━━ Extracted records

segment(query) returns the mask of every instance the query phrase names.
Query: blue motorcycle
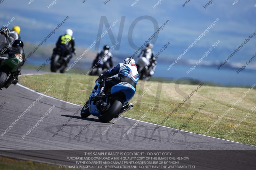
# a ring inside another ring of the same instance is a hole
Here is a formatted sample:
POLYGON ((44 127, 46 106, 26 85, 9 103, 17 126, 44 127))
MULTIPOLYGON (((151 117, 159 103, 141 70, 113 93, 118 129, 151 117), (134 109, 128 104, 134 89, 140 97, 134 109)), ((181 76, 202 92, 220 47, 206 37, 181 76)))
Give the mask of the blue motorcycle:
POLYGON ((87 117, 92 115, 97 116, 101 122, 107 123, 118 117, 120 114, 132 108, 132 103, 127 104, 134 96, 135 90, 128 83, 120 83, 110 89, 105 89, 104 96, 96 96, 100 92, 100 83, 107 79, 98 78, 96 80, 89 100, 81 110, 81 117, 87 117))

━━━━

Problem requirements: Reproduce the full material exactly, excluding the pictures.

Solution for this problem:
segment(query) returns the mask of every instance the query phrase names.
Query: blue motorcycle
# a ring inside another ring of the same instance is a hole
Here is a formatted sample:
POLYGON ((44 127, 46 106, 26 85, 9 103, 17 126, 44 127))
MULTIPOLYGON (((151 117, 159 103, 141 70, 113 93, 118 129, 151 117), (134 109, 128 104, 134 89, 140 97, 134 109)), ((181 76, 202 92, 220 47, 206 37, 181 76)))
Give the mask of the blue motorcycle:
POLYGON ((87 117, 92 115, 97 116, 101 122, 107 123, 118 117, 120 114, 132 108, 132 103, 127 104, 134 96, 135 90, 128 83, 120 83, 110 89, 105 89, 104 96, 96 96, 100 92, 100 83, 107 79, 98 78, 96 80, 89 100, 81 110, 81 117, 87 117))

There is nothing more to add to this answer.